| 作業一覧 |
**a)** 郵便ポストについての本文のうち、「郵便ポストとは、はがき・封書」から「必要である。日本語は難しい。」までを、両端の語句も含めて一字も変えずに打ち直すこと。
**b)** 郵便ポストについての本文の最後の文に続けて、その先を書くこと。

| 抜粋本文 |
********
郵便ポストとは、はがき・封書など、宛て先が記された郵便物を簡便に差し出すために差し入れ口があり、そして内容品を容易に盗まれないように鍵が付けられ、それ自体も窃取・持ち去りができないよう、地中に土台を堅牢に埋め込んだり、壁面に差し込んだり(「2号」など)、埋め込んであったり(都心部オフィスビル内などの私設のものなど)、スペーサーなどで物理的に床面・壁面と密着させる(コンビニ店内の薄型ポストなど)、それぞれ取り集め(内部用語で「取集」【しゅしゅう】という)時刻までの間、上述した窃取はもちろん、風雨や雪などに晒されないよう、安全に保管する目的で設置されたものである。
一般的に「ポスト」と言えば、この郵便ポストのことを表す事が多い(「役職」の意味もある)。この記事でも「郵便ポスト」を意味する言葉としてポストを用いる。
なお、個人宅の玄関や出入り口付近に設置(あるいは玄関扉付近そのものにハメ込み)されていたり、集合住宅の最下層階や事業所に設置された「郵便受け」の事も「郵便ポスト」、あるいは単にポストと呼称する事もあるので、文脈から読み分けが必要である。日本語は難しい。
近年「日本郵便が取り扱う次のもののみ投かんしてください(略)」というステッカーが貼られている郵便ポストが多い。これは、他社が扱ったメール便商品(主に誤配など)を投函されても、日本郵便では直接対応できない(他責のものを速やかに該当事業者に引き渡さねばならず、事務上においても煩雑となっていた。事実、他社メール便を誤配先受取人が郵便局へ持参する事例は、都市部においては珍しくない)ため、端的には郵便ポスト利用者へ「あなたが入れようとしているソレ、ひょっとして、郵便じゃなくね?」と、今一度の喚起を行うために貼付されているものである。
概要
正式名称は「郵便差出箱」。日本(日本郵便)における一般的な色は赤色であり、「古今東西」のお題では赤いものの代表例でもある。しかし「赤い郵便ポスト」は世界共通というわけではなく、日本が郵便制度の規範としたイギリス(Royal Mail)などは同じく赤色であるが、アメリカ合衆国(USPS)などは青、ヨーロッパなどは黄色(例:フランスのLa Poste、スイス連邦のSwiss Post)、中国は緑(中国郵政、香港郵政)など、世界各国、郵便ポストの色(≒郵便事業体のコーポレートカラー)はさまざまである。
********
| 保存済みデータ項目 |
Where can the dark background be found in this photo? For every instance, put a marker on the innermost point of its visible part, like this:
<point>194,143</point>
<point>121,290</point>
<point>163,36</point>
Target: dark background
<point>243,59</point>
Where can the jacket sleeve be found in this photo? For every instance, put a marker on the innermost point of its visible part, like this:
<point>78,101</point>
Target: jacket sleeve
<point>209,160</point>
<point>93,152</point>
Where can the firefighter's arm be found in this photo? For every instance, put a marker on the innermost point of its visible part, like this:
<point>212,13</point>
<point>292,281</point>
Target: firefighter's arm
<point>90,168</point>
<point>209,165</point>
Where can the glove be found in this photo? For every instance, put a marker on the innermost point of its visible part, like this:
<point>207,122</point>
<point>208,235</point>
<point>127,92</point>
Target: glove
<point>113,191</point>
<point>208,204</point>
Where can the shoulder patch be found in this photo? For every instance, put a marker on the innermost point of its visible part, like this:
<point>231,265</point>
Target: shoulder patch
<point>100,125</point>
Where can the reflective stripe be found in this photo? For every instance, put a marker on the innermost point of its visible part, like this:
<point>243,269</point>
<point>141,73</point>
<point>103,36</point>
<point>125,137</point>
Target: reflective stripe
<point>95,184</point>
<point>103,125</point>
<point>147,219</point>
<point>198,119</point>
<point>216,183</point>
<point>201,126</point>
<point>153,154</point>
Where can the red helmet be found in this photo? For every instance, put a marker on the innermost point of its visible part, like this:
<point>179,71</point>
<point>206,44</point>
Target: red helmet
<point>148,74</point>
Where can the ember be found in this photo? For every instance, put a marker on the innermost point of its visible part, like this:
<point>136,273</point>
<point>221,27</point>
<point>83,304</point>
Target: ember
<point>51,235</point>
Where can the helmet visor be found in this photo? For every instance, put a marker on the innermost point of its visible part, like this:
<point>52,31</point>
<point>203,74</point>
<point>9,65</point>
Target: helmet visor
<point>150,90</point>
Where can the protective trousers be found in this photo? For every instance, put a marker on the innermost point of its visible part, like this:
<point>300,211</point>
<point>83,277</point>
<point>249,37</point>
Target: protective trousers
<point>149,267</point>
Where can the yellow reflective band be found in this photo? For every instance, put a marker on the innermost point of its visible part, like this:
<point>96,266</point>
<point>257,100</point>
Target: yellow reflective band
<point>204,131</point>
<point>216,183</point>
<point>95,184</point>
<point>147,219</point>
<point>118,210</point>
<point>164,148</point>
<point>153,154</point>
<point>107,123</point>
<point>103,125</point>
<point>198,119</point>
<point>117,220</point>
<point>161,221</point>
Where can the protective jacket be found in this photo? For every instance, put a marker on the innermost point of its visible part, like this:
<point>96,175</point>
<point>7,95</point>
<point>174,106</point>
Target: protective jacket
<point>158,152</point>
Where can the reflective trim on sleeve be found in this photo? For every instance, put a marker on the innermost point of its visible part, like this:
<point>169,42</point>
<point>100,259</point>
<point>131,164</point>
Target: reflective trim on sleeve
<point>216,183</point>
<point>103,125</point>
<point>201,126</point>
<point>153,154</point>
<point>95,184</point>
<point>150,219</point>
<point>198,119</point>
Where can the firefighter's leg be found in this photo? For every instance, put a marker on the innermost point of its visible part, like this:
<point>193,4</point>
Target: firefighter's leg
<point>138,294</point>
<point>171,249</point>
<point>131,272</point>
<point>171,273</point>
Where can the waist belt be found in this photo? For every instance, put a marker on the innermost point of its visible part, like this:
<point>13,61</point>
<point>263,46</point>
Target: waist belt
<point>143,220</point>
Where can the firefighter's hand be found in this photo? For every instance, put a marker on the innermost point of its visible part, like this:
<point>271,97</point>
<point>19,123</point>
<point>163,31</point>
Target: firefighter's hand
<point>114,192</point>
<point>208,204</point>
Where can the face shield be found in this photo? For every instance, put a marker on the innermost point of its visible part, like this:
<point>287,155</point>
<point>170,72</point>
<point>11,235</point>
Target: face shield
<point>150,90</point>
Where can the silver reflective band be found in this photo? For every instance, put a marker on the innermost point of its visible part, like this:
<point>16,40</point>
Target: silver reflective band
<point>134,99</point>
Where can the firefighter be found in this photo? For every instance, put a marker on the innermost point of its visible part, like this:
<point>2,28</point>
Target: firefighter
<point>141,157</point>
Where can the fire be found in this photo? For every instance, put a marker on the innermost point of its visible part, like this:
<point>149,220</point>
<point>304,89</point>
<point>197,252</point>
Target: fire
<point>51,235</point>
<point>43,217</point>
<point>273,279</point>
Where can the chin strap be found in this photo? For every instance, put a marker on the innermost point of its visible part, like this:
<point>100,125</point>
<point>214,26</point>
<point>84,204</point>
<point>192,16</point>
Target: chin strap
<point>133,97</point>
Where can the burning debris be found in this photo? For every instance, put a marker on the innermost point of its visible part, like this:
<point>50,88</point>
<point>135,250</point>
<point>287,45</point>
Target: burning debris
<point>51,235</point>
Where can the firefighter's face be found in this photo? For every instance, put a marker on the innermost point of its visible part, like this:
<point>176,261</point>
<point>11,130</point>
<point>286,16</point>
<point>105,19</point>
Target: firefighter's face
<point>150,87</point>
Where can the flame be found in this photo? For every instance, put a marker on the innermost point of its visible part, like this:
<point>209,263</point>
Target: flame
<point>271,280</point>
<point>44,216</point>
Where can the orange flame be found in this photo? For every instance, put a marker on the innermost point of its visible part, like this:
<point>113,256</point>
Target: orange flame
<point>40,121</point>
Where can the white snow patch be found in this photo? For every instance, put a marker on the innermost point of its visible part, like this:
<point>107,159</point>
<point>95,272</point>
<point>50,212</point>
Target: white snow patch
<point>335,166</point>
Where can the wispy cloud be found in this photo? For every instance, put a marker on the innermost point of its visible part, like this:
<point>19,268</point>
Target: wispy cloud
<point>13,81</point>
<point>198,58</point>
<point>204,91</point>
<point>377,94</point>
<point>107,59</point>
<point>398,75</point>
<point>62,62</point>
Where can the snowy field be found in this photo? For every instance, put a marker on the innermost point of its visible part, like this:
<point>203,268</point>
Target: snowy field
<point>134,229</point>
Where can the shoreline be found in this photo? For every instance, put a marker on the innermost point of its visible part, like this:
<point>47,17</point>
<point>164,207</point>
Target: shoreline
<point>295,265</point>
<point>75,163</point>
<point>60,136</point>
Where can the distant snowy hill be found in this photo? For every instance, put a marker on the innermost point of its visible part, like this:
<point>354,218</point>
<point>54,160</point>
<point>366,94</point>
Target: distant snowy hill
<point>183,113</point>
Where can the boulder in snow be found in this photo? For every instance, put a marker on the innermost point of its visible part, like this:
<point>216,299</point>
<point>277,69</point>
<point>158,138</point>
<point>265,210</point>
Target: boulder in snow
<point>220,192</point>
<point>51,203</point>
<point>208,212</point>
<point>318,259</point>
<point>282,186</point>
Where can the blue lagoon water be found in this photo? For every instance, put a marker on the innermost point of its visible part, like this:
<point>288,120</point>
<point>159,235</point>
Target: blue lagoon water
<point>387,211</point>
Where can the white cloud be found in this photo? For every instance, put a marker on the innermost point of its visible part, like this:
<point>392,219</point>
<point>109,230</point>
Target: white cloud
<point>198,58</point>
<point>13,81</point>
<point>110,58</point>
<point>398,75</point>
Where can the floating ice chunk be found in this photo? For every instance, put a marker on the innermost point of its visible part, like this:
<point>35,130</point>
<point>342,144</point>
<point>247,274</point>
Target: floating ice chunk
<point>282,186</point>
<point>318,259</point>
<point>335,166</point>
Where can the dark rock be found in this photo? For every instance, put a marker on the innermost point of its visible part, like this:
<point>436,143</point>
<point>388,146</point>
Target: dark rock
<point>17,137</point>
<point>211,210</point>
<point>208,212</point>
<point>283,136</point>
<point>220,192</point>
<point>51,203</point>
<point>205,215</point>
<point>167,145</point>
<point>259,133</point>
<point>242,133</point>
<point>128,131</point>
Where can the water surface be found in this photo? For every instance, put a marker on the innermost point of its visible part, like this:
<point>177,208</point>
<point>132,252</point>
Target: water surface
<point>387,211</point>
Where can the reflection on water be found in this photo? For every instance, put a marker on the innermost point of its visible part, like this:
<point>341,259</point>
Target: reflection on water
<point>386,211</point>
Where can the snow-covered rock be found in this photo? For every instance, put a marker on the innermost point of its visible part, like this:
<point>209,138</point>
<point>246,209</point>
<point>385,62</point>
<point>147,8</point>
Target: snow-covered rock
********
| 作業への回答 |
**a)**
郵便ポストとは、はがき・封書など、宛て先が記された郵便物を簡便に差し出すために差し入れ口があり、そして内容品を容易に盗まれないように鍵が付けられ、それ自体も窃取・持ち去りができないよう、地中に土台を堅牢に埋め込んだり、壁面に差し込んだり(「2号」など)、埋め込んであったり(都心部オフィスビル内などの私設のものなど)、スペーサーなどで物理的に床面・壁面と密着させる(コンビニ店内の薄型ポストなど)、それぞれ取り集め(内部用語で「取集」【しゅしゅう】という)時刻までの間、上述した窃取はもちろん、風雨や雪などに晒されないよう、安全に保管する目的で設置されたものである。
一般的に「ポスト」と言えば、この郵便ポストのことを表す事が多い(「役職」の意味もある)。この記事でも「郵便ポスト」を意味する言葉としてポストを用いる。
なお、個人宅の玄関や出入り口付近に設置(あるいは玄関扉付近そのものにハメ込み)されていたり、集合住宅の最下層階や事業所に設置された「郵便受け」の事も「郵便ポスト」、あるいは単にポストと呼称する事もあるので、文脈から読み分けが必要である。日本語は難しい。

**b)**
日本では、かつて円筒形の丸ポスト(丸型1号)と呼ばれるものが使われていたが、今では多くの場所で見られる四角い箱状のポストが広まっており、丸ポストが残っているところは少ない(老朽化などはもとより、仕様上「レターパック」が投函できないため)。
通常、郵便ポストは郵便局の前や道端・鉄道駅前・スーパー・ショッピングセンターの敷地内・総合病院の内外・住宅団地の出入り口・村落の中心部などの公共性が高い場所および、郵便切手類販売所などの近くに設置されているが、最近ではコンビニ(日本郵便と業務提携を締結している「ローソン(派生業態含む)」・「ミニストップ」は店内レジ付近など、完全に「店舗内」。およびそれ以外の一部コンビニは敷地内など)、加えて山の頂上、ロープウェイ駅や海の底(和歌山県西牟婁郡すさみ町)など、ごく限られた人間しか使わないのでは…と思われるような場所に置かれているものも存在する。いずれも原則、1日1回以上の開函(かいかん/開箱・かいばこ ともいう)が定められている。
余談であるが、日本郵便は「デイリーヤマザキ」・「サークルKサンクス」と結んでいた業務提携を破棄している。そのため、店内に設置されていた郵便ポストは2012年夏までに撤去された。
なお、日本国内に設けられた郵便ポストは、原則赤色および青色(速達専用・めっきり数を減らしている)であるが、例えばJR品川駅構内コンコースに設けられている、往年活躍していた郵便電車を模した特別仕様のもの、アニメ「TARI TARI」第1話で背景にチラリと映る江ノ島郵便局前の黒色のものなどをはじめ、いくつか存在するので、ウェブでの検索はもちろん、出会うための旅に出てみるのも良いだろう。